● Verilen metin:
Hıdırellez Bahar Bayramı uyanışımız olsun...

 

 

“Bahar, bahar” der bakarım,

Sümbülle, nergiz takarım.

Gençlik başıma vurunca,

Sevdadan şimşek çakarım.

 

Dün Hıdırellez Bahar Bayramı’nı kutladık. Antalya “72 Milletin” olduğu evrensel bir kent ama bu sabah Konyaaltı sahilinde yürekler tekti. Hep iyi ruhlar oynaştı karada- denizde, benzer iyi dilekler dolaştı dillerde. Herkes kendi yöresinin töresini beğenisini taşıdı bu benzersiz Antalya kumsalına. Akşamdan gül dalına asılan yakarılar, okunan zeytin yaprakları denize atılıp deryaya yollandı. Karınca yuvalarından topraklar alınıp çoğaltsın diye gül dalında geceletilen bozuk paranın yanına -bütün yıl gezdirilmek üzere- yatırıldı. Ya da deryayla kucaklaşıp yüzerek aktarıldı gönüller.  Hıdırellez konusunda bildiklerimizi kısaca anımsatıp bundan sonraki yazıda da konuya ilişkin bir efsane anlatmak istiyorum.

● Yazılı yönerge A:
Girdilerde "QUERY red fabric canopy" ifadesinin geçtiği satırdan girdilerin sonuna kadar uzanan bölümü, iki ucu da dahil olmak üzere aynen alıntıla.

Bir derlemeden seçilmiş girdiler
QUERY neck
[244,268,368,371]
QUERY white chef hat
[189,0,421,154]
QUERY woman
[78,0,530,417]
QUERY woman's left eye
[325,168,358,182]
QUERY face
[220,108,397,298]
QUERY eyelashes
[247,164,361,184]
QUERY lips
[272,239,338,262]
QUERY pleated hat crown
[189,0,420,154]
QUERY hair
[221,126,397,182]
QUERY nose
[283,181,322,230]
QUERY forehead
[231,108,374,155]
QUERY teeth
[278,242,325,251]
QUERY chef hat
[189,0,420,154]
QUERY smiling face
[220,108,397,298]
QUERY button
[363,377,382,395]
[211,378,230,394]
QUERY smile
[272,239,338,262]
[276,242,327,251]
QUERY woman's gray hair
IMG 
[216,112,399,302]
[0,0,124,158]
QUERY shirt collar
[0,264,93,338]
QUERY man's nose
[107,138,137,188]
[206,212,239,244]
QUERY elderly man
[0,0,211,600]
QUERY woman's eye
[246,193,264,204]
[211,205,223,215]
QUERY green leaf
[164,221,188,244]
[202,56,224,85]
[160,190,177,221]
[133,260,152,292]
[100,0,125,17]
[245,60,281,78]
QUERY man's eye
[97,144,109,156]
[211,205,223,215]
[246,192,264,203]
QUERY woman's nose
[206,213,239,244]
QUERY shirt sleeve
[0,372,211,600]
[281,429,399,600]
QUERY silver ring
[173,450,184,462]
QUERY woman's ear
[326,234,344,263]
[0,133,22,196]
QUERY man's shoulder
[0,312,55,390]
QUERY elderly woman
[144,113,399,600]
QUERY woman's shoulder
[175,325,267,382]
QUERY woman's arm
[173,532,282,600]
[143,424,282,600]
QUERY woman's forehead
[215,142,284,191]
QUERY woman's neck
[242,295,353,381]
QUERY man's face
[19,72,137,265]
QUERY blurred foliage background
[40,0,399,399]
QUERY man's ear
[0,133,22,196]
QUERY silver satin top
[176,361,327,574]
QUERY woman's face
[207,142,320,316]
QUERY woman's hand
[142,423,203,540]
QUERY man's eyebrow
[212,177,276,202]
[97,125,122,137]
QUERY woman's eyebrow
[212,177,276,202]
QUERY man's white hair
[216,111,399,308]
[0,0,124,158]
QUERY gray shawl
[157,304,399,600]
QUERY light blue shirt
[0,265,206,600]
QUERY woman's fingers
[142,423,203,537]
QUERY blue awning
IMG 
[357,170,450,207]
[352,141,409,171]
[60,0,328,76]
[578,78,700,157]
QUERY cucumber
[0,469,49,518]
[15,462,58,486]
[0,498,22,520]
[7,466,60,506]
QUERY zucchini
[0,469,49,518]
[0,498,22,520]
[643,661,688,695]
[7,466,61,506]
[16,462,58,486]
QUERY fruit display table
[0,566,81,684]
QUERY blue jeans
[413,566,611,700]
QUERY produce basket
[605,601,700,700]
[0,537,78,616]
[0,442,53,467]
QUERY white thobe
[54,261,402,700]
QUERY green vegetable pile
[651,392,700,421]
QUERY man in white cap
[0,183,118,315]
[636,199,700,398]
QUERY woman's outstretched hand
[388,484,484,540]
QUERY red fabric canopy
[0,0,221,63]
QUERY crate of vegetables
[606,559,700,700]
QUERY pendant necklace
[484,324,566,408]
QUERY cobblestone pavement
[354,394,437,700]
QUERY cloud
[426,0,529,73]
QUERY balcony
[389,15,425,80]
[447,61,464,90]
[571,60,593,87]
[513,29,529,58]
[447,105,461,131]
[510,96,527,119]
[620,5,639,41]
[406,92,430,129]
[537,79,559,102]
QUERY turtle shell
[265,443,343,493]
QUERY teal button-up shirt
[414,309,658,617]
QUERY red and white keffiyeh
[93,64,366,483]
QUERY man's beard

● Yazılı yönerge B:
Hıdırellez metninde "Sevdadan şimşek çakarım." sözleriyle başlayıp "efsane anlatmak istiyorum." sözleriyle biten bölümü hiç değiştirmeden yazdır.

● Tamamlanmış yanıt A:
QUERY red fabric canopy
[0,0,221,63]
QUERY crate of vegetables
[606,559,700,700]
QUERY pendant necklace
[484,324,566,408]
QUERY cobblestone pavement
[354,394,437,700]
QUERY cloud
[426,0,529,73]
QUERY balcony
[389,15,425,80]
[447,61,464,90]
[571,60,593,87]
[513,29,529,58]
[447,105,461,131]
[510,96,527,119]
[620,5,639,41]
[406,92,430,129]
[537,79,559,102]
QUERY turtle shell
[265,443,343,493]
QUERY teal button-up shirt
[414,309,658,617]
QUERY red and white keffiyeh
[93,64,366,483]
QUERY man's beard

● Tamamlanmış yanıt B:
Sevdadan şimşek çakarım.

 

Dün Hıdırellez Bahar Bayramı’nı kutladık. Antalya “72 Milletin” olduğu evrensel bir kent ama bu sabah Konyaaltı sahilinde yürekler tekti. Hep iyi ruhlar oynaştı karada- denizde, benzer iyi dilekler dolaştı dillerde. Herkes kendi yöresinin töresini beğenisini taşıdı bu benzersiz Antalya kumsalına. Akşamdan gül dalına asılan yakarılar, okunan zeytin yaprakları denize atılıp deryaya yollandı. Karınca yuvalarından topraklar alınıp çoğaltsın diye gül dalında geceletilen bozuk paranın yanına -bütün yıl gezdirilmek üzere- yatırıldı. Ya da deryayla kucaklaşıp yüzerek aktarıldı gönüller.  Hıdırellez konusunda bildiklerimizi kısaca anımsatıp bundan sonraki yazıda da konuya ilişkin bir efsane anlatmak istiyorum.